====== DATA ENTRIES

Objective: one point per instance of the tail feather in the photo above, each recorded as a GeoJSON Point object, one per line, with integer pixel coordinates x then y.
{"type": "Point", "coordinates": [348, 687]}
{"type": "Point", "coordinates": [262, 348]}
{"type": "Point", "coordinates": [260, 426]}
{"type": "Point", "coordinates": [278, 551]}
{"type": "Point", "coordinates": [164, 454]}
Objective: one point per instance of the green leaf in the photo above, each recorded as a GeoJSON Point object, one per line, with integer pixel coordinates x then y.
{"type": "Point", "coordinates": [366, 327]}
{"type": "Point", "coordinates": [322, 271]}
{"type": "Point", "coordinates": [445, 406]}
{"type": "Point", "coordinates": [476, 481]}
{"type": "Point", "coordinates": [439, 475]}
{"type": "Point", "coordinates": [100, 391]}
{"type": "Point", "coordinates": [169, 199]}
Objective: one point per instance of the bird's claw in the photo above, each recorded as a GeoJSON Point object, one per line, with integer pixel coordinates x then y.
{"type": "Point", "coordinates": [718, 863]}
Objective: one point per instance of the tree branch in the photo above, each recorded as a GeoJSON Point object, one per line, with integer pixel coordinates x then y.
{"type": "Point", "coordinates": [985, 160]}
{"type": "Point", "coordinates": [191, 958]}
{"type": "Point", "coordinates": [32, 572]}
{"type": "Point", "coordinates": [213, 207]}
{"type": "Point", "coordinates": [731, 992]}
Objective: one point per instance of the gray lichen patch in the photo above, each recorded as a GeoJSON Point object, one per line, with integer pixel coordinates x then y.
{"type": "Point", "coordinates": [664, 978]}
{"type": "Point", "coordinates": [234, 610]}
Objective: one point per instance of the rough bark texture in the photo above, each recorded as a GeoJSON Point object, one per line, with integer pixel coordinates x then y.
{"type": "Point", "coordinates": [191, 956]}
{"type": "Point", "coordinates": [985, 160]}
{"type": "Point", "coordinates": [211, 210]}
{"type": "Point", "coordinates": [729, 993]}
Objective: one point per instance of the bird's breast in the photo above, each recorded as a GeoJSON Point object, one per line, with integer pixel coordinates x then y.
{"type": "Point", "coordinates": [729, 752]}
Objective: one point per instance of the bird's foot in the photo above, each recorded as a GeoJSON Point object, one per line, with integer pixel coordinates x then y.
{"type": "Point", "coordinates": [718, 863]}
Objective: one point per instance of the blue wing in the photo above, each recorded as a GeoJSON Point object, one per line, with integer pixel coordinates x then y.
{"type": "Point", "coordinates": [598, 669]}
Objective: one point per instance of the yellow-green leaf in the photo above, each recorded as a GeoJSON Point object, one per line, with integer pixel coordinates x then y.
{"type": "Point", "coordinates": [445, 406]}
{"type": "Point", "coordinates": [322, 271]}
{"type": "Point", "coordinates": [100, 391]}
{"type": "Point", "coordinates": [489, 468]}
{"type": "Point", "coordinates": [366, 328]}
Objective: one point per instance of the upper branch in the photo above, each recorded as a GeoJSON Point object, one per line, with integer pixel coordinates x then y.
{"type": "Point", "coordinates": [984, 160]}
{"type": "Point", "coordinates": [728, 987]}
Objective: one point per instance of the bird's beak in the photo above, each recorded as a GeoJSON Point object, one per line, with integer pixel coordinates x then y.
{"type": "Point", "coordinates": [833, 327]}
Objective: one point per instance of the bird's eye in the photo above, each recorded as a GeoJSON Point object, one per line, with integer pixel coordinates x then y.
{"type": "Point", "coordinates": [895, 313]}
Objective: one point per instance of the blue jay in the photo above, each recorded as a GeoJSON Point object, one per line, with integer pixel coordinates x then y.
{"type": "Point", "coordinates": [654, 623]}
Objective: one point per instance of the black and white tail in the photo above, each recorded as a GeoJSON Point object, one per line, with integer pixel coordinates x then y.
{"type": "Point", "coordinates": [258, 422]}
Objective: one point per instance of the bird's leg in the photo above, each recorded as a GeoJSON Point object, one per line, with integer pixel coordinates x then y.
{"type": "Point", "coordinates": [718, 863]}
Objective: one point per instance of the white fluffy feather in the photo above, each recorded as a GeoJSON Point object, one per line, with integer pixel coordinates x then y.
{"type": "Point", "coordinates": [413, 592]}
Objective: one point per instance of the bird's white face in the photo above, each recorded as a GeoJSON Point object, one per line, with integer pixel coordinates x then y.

============
====== DATA ENTRIES

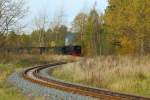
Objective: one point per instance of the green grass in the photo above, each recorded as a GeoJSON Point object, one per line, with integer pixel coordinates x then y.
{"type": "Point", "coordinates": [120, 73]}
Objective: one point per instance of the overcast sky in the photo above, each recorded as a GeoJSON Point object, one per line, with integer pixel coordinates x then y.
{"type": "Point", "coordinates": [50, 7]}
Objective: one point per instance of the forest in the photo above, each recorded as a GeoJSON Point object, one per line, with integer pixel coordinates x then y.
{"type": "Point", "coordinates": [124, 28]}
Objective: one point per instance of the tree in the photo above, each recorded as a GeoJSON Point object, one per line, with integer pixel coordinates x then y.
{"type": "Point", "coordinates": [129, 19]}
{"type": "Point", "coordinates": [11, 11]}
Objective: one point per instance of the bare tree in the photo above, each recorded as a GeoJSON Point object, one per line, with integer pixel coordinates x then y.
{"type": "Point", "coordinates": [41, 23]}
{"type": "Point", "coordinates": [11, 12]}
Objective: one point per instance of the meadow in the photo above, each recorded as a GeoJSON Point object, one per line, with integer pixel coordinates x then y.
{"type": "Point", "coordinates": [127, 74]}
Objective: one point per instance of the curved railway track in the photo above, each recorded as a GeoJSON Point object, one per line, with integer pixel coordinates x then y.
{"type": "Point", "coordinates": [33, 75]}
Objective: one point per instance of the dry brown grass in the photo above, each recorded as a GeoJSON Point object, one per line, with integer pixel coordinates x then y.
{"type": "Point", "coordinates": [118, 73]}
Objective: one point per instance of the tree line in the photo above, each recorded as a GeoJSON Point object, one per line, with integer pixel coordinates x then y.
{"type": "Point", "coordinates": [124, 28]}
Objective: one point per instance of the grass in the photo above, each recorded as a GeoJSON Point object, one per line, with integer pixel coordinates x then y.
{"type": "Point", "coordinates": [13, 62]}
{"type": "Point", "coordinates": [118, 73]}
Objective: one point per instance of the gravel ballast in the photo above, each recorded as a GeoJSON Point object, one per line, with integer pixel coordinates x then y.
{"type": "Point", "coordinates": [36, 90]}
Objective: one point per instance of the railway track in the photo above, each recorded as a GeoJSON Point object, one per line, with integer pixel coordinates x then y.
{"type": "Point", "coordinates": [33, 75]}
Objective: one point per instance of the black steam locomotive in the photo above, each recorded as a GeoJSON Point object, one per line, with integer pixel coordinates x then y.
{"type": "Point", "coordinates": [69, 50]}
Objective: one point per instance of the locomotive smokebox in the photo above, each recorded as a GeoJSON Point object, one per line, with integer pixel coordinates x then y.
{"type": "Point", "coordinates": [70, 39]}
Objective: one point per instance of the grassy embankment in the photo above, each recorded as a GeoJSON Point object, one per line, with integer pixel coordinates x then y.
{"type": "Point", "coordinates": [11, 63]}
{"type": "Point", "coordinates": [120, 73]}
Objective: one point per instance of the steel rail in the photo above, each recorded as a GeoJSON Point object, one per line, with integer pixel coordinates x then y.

============

→ **WHAT YOU HAVE TO DO**: Locate every line in the saved entries that contains the string "locomotive", and copy each of those lines.

→ **ANSWER TO THE EXERCISE**:
Objective: one point per instance of the black steam locomotive in the photo above, each recorded as a GeoJSON Point object, one per line, with integer pixel coordinates x then y.
Objective: one point per instance of the locomotive smokebox in the photo above, each recorded as a GeoJSON Point object, one per line, with integer pixel coordinates x then y.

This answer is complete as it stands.